*** Begin section ***

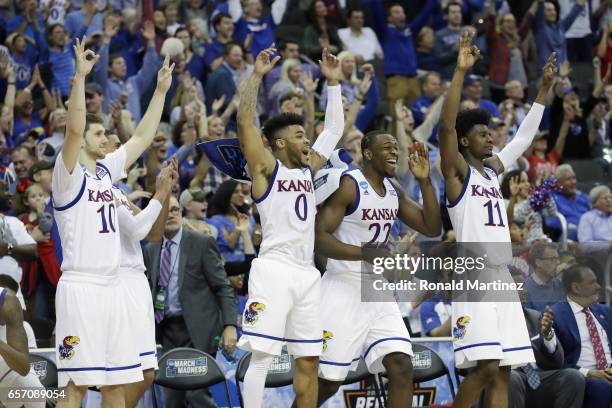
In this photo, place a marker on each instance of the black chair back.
(186, 369)
(45, 370)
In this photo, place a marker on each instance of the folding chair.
(361, 373)
(280, 373)
(188, 369)
(45, 370)
(427, 365)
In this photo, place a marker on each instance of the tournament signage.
(280, 364)
(187, 367)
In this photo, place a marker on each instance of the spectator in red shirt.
(544, 163)
(604, 50)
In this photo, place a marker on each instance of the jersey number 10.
(491, 221)
(109, 225)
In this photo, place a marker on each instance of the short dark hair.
(92, 119)
(505, 186)
(7, 281)
(572, 275)
(350, 12)
(228, 48)
(277, 123)
(371, 137)
(282, 44)
(467, 119)
(448, 6)
(537, 251)
(217, 19)
(391, 5)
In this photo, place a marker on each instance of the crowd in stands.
(396, 59)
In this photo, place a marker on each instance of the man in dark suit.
(192, 297)
(544, 383)
(584, 329)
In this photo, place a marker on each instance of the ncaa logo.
(422, 360)
(40, 369)
(186, 367)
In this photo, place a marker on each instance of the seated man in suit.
(192, 297)
(545, 383)
(584, 329)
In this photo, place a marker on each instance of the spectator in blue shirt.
(436, 316)
(543, 286)
(549, 30)
(472, 91)
(28, 23)
(224, 29)
(570, 202)
(110, 72)
(223, 80)
(58, 55)
(596, 225)
(431, 89)
(86, 21)
(23, 60)
(193, 62)
(252, 22)
(396, 37)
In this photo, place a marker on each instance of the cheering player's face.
(95, 141)
(479, 142)
(383, 153)
(297, 145)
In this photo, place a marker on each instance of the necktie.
(600, 356)
(533, 378)
(165, 271)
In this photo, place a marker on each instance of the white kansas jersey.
(479, 213)
(287, 211)
(134, 228)
(369, 220)
(86, 215)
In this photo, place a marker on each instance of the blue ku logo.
(251, 314)
(327, 336)
(460, 327)
(66, 349)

*** End section ***

# Task details
Every entry above is to be transcribed exactly, with all pictures left out.

# Output of the exercise
In this photo, place a marker on each instance of the black chair back.
(186, 369)
(45, 370)
In this photo, place a marker on each instance of the folding chair.
(361, 373)
(280, 373)
(188, 369)
(45, 370)
(427, 365)
In this photo, place a marker on each instance of the tournament signage.
(280, 364)
(187, 367)
In this photo, place a marker on each instance of the spectator in red shirt.
(544, 163)
(604, 50)
In this photo, place a marker on each instance of the jersey number 10.
(491, 221)
(109, 225)
In this photo, place a marker on each instance of the short dark hair.
(92, 119)
(505, 186)
(7, 281)
(572, 275)
(350, 12)
(228, 48)
(277, 123)
(371, 137)
(282, 44)
(467, 119)
(448, 6)
(537, 251)
(217, 19)
(391, 5)
In this photo, place a marker on each instance of the crowd in stands.
(396, 59)
In this photo, place a marker on each instance of the man in dark suit.
(192, 297)
(544, 383)
(584, 329)
In this photo, place a marker on each instance of the ncaa logo.
(422, 360)
(40, 369)
(186, 367)
In this photo, place a marker on each instance of the seated man in suit.
(192, 297)
(545, 383)
(584, 329)
In this photo, place a marker on each instance of the spectator in blue shirt.
(436, 316)
(543, 286)
(549, 30)
(472, 91)
(28, 23)
(224, 29)
(570, 202)
(110, 72)
(223, 80)
(58, 55)
(596, 225)
(431, 89)
(86, 21)
(23, 60)
(193, 62)
(252, 22)
(396, 37)
In this photo, place a marker on each instance of the cheering player's face.
(95, 141)
(479, 142)
(383, 153)
(297, 145)
In this photo, place a marker on each instance of the necktie.
(600, 356)
(533, 378)
(165, 271)
In this photo, place a marker on each instance of the white kansas jersey.
(479, 213)
(287, 211)
(134, 228)
(369, 220)
(86, 215)
In this photo, place a marker on each instance of the blue ku logo.
(251, 314)
(327, 336)
(460, 327)
(66, 349)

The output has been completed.